Text section:
Dry Cleaning release their debut long player following two stellar EP’s that did the job in whetting the whistle.
Release Date: 2nd April 2021
Label: 4AD
Formats: Vinyl / CD / Cassette / DL
Put ‘dry’ in front of many other words (skin, eyes, humping, January) and it usually makes life proportionately more unpleasant. Suggest ‘cleaning’ to a lot of people and they’ll give you a decent list of reasons why they pressingly need to do something else. The two words together on a garment’s care label makes for a good reason to avoid buying it.
With their two previous EPs and now the album New Long Leg, however, the phrase ‘Dry Cleaning’ has acquired a fresh appeal that fully transcends the act of hauling your manky duvet into the shop to be fumigated. This four-piece serves up imagistic snapshots of mundanity and abstraction, fragments of 2020s existentialism, wonked up to eleven. And beyond. The spoken word is set to predominantly post-punk arrangements, with shadowy Gothic basslines and occasional dustings of psychedelic guitar. Their recent releases have unsurprisingly found a home in people’s hearts, reflecting, no doubt, how familiar mundanity and abstraction have become, after having lived with them intensively for the last twelve months.
As soon as you find out that the band’s lyricist and vocalist, Florence Shaw, is a visual artist and drawing teacher, you’re not surprised in the slightest. Dry Long Leg is decidedly word-and-image-heavy for an album, full of vignettes that feel paradoxical – obscure, trivial images, mixing with frequently emotive observations on human behaviour – from narrators whom we never quite get to know. We are rarely aware of a coherent, continuous set of images and thoughts, but drawn to the characters and drawn into wondering what the bloody hell’s going on (and going to happen next). In the latter sense, it’s so 2021.
Scratchcard Lanyard has our narrator declaring, “I just need to be weird and hide for a bit and eat an old sandwich from my bag,” “I’ve come to hand weave my own bunk bed ladder,” and “I think of myself as a hardy banana with that waxy surface.” On Her Hippo, she tells us, “I’d like to run away with you on a plane, but don’t bring those loafers.” “Someone pissed on my leg in the big Sainsbury’s,” is one revelation on the track John Wick. As well as these tales of the unexpected, we are asked questions that we’ve certainly never had to ponder before, such as, “Would you choose a dentist with a messy back garden like that?” on the album’s title track.

Information shown:

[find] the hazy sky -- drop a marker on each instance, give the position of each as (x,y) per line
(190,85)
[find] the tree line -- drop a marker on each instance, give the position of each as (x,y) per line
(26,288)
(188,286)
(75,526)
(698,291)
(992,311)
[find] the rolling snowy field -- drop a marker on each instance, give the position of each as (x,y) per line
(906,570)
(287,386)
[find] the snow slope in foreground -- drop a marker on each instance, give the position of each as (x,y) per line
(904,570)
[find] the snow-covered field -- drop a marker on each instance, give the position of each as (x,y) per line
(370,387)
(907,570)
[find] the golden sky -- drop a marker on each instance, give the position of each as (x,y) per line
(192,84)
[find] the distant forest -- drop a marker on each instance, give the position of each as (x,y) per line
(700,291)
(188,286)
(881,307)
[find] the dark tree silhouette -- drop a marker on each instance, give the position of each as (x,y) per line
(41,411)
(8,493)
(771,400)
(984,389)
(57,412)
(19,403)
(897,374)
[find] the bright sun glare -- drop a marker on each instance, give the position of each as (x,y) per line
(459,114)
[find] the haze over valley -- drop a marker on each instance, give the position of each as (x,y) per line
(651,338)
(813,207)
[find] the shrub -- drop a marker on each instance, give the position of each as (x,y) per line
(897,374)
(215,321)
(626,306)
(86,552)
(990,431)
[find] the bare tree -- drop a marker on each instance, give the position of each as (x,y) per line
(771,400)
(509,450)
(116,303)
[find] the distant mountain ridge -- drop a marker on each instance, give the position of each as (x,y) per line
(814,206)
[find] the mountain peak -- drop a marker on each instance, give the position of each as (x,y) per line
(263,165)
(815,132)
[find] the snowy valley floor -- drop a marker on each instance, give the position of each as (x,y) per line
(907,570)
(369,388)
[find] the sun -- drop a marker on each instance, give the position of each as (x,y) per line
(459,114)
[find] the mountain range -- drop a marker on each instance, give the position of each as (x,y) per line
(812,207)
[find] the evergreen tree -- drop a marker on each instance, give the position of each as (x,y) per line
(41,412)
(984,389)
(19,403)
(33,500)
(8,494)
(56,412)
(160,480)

--

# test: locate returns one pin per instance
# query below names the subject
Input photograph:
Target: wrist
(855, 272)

--

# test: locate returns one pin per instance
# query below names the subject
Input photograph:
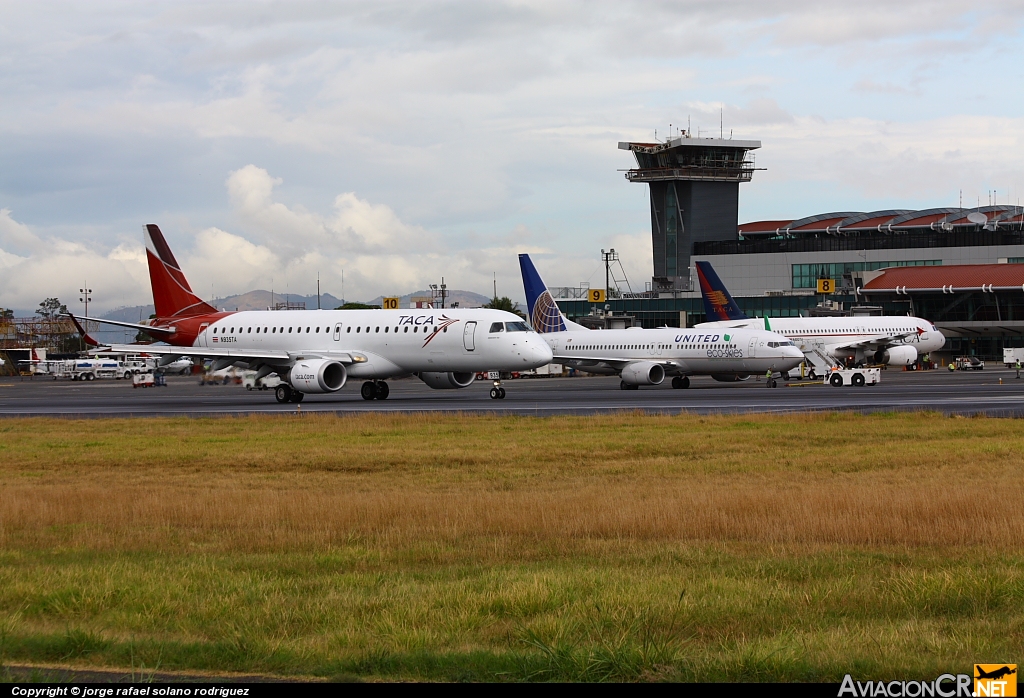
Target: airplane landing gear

Brief:
Update the album review from the words "Dry Cleaning release" through "avoid buying it.", putting "Tape" wherever "Cassette" appears. The lines are separate material with no connection to the album review.

In response:
Dry Cleaning release their debut long player following two stellar EP’s that did the job in whetting the whistle.
Release Date: 2nd April 2021
Label: 4AD
Formats: Vinyl / CD / Tape / DL
Put ‘dry’ in front of many other words (skin, eyes, humping, January) and it usually makes life proportionately more unpleasant. Suggest ‘cleaning’ to a lot of people and they’ll give you a decent list of reasons why they pressingly need to do something else. The two words together on a garment’s care label makes for a good reason to avoid buying it.